>> START

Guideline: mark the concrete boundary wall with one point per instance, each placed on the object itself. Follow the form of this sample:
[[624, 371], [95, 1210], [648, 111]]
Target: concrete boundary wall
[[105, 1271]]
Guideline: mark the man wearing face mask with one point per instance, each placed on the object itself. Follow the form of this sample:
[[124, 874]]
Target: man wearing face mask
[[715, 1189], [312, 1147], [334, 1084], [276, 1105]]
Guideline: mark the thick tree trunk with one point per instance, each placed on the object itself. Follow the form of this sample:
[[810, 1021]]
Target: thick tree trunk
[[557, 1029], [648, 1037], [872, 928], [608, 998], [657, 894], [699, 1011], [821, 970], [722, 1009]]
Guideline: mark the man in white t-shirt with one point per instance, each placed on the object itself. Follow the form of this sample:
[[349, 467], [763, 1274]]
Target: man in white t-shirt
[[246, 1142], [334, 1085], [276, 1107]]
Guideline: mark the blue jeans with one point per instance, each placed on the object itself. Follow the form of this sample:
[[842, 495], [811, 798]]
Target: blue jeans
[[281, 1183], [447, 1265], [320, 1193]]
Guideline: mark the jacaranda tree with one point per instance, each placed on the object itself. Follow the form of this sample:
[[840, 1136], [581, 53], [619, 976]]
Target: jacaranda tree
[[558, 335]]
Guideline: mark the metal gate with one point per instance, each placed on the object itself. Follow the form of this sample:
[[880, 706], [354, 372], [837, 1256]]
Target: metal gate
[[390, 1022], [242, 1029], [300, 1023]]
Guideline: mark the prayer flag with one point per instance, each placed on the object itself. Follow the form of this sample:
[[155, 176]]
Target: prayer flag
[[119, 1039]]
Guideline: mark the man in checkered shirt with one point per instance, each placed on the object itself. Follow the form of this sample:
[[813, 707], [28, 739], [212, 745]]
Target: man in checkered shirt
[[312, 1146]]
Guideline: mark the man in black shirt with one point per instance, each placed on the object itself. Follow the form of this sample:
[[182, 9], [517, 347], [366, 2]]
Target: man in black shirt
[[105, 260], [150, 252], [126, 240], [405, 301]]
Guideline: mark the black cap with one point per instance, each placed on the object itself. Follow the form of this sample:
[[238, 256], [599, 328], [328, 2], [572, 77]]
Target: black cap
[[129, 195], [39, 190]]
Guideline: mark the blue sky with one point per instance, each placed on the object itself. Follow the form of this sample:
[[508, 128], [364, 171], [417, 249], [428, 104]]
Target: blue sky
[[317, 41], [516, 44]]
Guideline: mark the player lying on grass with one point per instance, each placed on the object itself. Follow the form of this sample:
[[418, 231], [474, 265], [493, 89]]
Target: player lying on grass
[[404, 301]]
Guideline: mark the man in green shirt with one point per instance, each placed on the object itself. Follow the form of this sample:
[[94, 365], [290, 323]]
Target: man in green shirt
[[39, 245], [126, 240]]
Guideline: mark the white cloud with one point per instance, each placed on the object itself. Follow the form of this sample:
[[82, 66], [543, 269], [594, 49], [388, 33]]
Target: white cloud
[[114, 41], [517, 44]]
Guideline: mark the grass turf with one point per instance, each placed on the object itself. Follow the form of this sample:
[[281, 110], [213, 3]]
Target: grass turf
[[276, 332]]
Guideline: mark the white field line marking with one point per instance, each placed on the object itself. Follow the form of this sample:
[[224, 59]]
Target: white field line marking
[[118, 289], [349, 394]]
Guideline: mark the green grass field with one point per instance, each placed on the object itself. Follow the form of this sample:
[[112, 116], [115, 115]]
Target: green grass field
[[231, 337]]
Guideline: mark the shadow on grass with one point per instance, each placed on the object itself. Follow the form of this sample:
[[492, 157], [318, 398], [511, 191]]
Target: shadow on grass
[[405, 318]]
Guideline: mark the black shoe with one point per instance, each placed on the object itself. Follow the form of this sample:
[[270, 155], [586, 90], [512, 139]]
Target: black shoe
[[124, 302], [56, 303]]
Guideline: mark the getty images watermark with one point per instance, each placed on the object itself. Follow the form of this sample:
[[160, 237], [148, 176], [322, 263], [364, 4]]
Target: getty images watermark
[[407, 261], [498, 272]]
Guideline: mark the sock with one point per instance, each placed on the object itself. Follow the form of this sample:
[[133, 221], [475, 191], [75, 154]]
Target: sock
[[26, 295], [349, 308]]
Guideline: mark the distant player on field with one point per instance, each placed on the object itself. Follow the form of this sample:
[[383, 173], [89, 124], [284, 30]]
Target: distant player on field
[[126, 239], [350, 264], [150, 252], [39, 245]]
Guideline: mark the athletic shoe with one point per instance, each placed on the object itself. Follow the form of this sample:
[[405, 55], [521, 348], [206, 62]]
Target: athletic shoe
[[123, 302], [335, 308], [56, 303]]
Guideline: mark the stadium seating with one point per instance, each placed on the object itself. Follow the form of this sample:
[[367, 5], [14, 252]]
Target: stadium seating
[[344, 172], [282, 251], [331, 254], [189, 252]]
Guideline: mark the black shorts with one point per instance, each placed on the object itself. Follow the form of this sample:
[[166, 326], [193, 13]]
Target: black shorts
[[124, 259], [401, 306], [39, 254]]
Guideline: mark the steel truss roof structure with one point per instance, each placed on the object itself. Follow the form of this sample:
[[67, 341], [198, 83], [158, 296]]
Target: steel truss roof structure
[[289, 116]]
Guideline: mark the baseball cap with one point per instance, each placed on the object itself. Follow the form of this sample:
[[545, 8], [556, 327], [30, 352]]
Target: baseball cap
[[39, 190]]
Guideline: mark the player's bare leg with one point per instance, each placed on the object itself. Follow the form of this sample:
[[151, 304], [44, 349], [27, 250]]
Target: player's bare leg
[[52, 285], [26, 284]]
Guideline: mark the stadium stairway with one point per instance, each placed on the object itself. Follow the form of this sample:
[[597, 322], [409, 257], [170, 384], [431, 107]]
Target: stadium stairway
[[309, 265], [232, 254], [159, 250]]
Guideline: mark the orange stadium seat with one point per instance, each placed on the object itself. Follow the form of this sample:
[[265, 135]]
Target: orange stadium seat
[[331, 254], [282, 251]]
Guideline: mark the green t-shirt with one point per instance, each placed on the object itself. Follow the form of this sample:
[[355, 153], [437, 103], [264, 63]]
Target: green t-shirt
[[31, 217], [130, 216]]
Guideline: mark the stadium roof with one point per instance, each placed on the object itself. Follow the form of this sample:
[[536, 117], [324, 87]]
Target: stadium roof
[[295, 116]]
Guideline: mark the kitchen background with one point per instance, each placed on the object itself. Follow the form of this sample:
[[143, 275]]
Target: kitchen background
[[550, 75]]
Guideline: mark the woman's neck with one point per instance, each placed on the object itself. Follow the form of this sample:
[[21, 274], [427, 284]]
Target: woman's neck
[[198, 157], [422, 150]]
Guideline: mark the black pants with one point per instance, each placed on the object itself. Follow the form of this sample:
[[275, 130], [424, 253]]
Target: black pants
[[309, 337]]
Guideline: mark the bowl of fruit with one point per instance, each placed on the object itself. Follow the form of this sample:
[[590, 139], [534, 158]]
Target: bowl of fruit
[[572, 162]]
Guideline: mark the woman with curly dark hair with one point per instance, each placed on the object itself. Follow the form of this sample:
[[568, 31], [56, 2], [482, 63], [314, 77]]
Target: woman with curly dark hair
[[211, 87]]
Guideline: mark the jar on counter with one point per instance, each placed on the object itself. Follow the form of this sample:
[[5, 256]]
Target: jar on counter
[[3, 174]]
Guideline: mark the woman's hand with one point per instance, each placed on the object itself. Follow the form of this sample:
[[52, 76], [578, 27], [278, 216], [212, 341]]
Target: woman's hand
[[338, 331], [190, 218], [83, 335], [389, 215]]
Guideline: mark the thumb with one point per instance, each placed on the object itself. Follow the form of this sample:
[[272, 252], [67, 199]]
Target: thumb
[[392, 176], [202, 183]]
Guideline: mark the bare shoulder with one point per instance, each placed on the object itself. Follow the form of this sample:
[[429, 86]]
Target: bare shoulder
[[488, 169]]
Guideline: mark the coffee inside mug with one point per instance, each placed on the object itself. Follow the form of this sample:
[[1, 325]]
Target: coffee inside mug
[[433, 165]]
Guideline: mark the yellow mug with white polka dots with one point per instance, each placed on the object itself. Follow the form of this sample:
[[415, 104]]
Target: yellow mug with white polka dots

>> END

**JOB**. Could you repeat the lines of the material above word for word, beginning with the line that contains "Guideline: mark the distant" and continuing through the line that contains "[[123, 302], [335, 308], [56, 303]]", with both of those lines included?

**RIGHT ANSWER**.
Guideline: mark the distant player on field with one point per instance, each placed on the object itself. Follow the form of this sample:
[[383, 173], [89, 124], [284, 30]]
Target: distant player on field
[[126, 239], [350, 264], [150, 252], [39, 245]]
Guideline: mark the athletic shoe with one point per instance, each placed on the object itself. Follow the form of this sample:
[[405, 55], [521, 348], [206, 62]]
Target: athletic shoe
[[123, 302], [335, 308], [56, 303]]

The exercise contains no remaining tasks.